# Source passage start
The authority of Supreme Court justices derives from the authority of the Constitution: once they deny its authority, they deny their own. The Roper v. Simmons decision is a stunningly stark illustration of this despotism that masquerades as jurisprudence. Despotism is not an overwrought description here: we are dealing with a lawless court, judges who obey no law save their own will. Yes, they invoke a living Constitution, but that just means the real Constitution lies dead at their feet, having been trampled beneath a juggernaut of false progress.

The Supreme Court has been holding a de facto constitutional convention for decades, ripping up the old one and writing a new one without the consent of the people. A fitting punishment for this act of hubris will come when the chaos that their own example of lawlessness has set in motion consumes them in impeachment trials or worse.

The justices conceal their despotism in rhetoric and flat-out lying. As Antonin Scalia demonstrated in his dissenting opinion, the "national consensus" that the justices cite to justify the decision doesn't exist. Kennedy and company did a shoddy job of lining up this lie, first inventing a national consensus against executing 17-year olds, then conceding that it doesn't exist by whining about America's refusal to ratify international treaties that forbid the practice.

As the Supreme Court writes a new constitution, the justices are using as their co-authors foreigners not Americans. This now routine reliance on foreign fashions illustrates their alienation from and distrust of the American people. In citing the "overwhelming weight of international opinion" in the Roper decision, the justices are in effect saying to the American people: we are right, you are wrong; since you won't support our boutique views, we will look abroad for support.

The justices spoke of "evolving standards of decency," which means evolving standards of indecency. And they speak about these standards as if they are just reporting their existence rather than pushing them into existence through judicial decree. The judges are not neutral reporters of fact but agents of activism, full of elitist disdain at the American people for not changing the standards themselves.
# Source passage end
# Extracted records start
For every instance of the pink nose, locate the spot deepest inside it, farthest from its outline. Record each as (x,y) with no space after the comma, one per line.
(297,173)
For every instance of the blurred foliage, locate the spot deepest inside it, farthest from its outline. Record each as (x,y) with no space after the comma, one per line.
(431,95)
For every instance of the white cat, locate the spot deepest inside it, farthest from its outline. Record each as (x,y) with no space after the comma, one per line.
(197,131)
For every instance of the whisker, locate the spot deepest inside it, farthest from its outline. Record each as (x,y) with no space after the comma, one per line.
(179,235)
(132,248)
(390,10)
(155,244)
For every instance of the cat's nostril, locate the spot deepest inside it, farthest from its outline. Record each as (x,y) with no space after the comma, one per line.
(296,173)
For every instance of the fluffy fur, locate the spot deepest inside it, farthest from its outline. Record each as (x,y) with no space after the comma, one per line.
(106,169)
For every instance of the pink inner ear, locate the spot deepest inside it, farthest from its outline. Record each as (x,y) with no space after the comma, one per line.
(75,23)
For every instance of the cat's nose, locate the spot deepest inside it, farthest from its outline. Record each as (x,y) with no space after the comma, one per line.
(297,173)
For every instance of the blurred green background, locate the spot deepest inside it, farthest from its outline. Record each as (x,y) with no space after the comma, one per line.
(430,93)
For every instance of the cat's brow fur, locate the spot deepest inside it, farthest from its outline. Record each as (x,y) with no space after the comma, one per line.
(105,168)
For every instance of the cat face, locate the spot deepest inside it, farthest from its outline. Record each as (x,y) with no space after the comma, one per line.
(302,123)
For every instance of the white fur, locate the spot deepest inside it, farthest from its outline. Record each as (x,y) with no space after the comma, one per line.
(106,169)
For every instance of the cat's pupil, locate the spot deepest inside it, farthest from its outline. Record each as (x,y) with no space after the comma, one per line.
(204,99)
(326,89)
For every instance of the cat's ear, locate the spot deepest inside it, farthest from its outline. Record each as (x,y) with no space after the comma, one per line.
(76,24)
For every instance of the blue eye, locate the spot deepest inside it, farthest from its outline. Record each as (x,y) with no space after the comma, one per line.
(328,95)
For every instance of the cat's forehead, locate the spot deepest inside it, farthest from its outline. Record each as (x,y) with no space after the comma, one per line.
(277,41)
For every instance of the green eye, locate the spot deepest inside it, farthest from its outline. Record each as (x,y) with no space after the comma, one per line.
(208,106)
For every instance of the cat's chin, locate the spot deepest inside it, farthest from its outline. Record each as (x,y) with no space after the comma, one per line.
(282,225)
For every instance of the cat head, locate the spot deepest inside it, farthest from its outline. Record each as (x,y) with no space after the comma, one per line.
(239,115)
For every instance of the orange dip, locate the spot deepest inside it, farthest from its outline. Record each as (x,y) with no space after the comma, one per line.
# Extracted records end
Task set -
A - According to the Roper v. Simmons passage, who showed in a dissenting opinion that the cited "national consensus" does not exist?
B - List every phrase that the Roper v. Simmons passage places in quotation marks.
C - Please carry the Roper v. Simmons passage forward from its final sentence.
The entries come from a different source than the Roper v. Simmons passage.

Outputs for the tasks -
A - Antonin Scalia

B -
"national consensus"
"overwhelming weight of international opinion"
"evolving standards of decency"

C -
"Evolving standards of decency" in the world that the justices inhabit doesn't mean children aren't killed. It just means they have a better chance of surviving if they are guilty and dangerous. The resources the elite won't spend on unborn children they will lavish upon teenage monsters. Through some perverse inversion of values -- impossible to outline scientifically given the off-the-wall willfulness of liberalism -- unborn children can be killed according to the liberal elite's most crass utilitarian calculus imaginable while a 17-year-old menace is cosseted like a baby.

The same judges who infantilize teen murderers encourage parents and schools to furnish teens with condoms, and should those condoms fail parents, according to judges, should let their teens, as responsible young people with searching consciences, decide on their own whether to apply evolving standards of decency to unwanted children growing within them during visits to their local Planned Parenthood.

Nor is the posture of casting teens as innocent waifs one the justices ever strike in censorship cases. Indeed, a teens-know-best attitude runs through much of the Rousseauian Enlightenment thinking of the Court. From designing their own curriculum at New Age high schools to ruminating over the contraceptive menus supplied to them by administrators, teens operate like adults in the evolved culture that the Court seeks to spread.

The Court's conveniently patronizing description of 17-year-olds in the Roper decision would have been news to Americans at the time of the Constitution's ratification: for them, many of whom didn't live to be 40, 17 was practically middle age. Since the justices maintain the practice of never consulting for the meaning of the Constitution the framers who actually wrote it, they made sure not to include in Roper the number of 17-year-old murderers executed at the time of the country's founding. The Supreme Court has zero interest in the America of the founders, indeed looks longingly to the Europe that the framers left for co-authorship in forming a new Constitution to supplant the framers' one. What Anthony Kennedy calls cultural evolution looks more like regression -- a return to the tyrannies of Enlightenment Europe.


George Neumayr is executive editor of The American Spectator.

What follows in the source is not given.